== Что нужно сделать ==
Кто, согласно фрагменту текста, правящий архиерей священника Димитрия Свердлова?
------ Фрагмент текста ------
Ксения Лученко: Я могу сказать, у меня есть четкая позиция. Я хотела пойти наблюдателем на этих выборах, но потом, когда я увидела бумажки, которые надо заполнять и отправлять их в организацию, которая занимается распределением, проблема была в том, что там направляют наблюдателем от любого из кандидатов, не исключая Зюганова. Вот я поняла, что я не могу пойти наблюдателем. У меня есть друг, который тоже православный и совсем не коммунист, который в итоге эту проблему для себя решил прямо противоположным образом. Ему, конечно, прислали бумажку, что он пойдет от Зюганова, и он пойдет. Я понимаю, что это пустая формальность, так как у нас нет кандидата, с которым мы могли бы быть солидарными. Но я через это переступить не смогла. У меня позиция такая.

Андрей Золотов: Если это не будет противоречить моему служебному заданию в этот день как журналиста то я пойду. Потому что я боюсь, что у меня не будет возможности весь день провести на избирательном участке.

Священник Димитрий Свердлов: Смотрите, было в конце декабря Епархиальное собрание, на котором Святейший зачитал текст, в котором достаточно однозначно прокомментировал наблюдательство священников. Он сказал, что недопустимо без благословения принимать участие в избирательном процессе, в том числе, и быть наблюдателем на выборах. Поскольку я не являюсь клириком Московской городской епархии (я клирик московской областной и мой правящий архиерей — это митрополит Ювеналий), формально решение общемосковского Епархиального собрания на меня не распространяются. Если бы распространялись, я бы, естественно, подчинился. Но в данном случае совпали две вещи. С одной стороны, я не имею никакого желания идти наблюдателем на президентские выборы.
------ Исходные данные ------
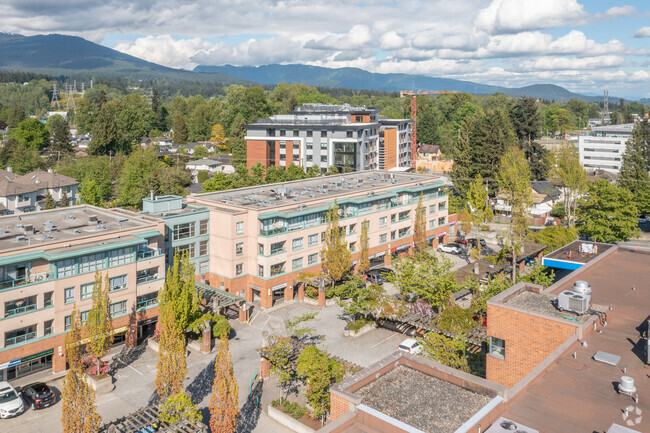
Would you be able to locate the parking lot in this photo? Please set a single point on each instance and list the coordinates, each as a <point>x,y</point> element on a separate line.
<point>134,377</point>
------
== Решение задания ==
Митрополит Ювеналий.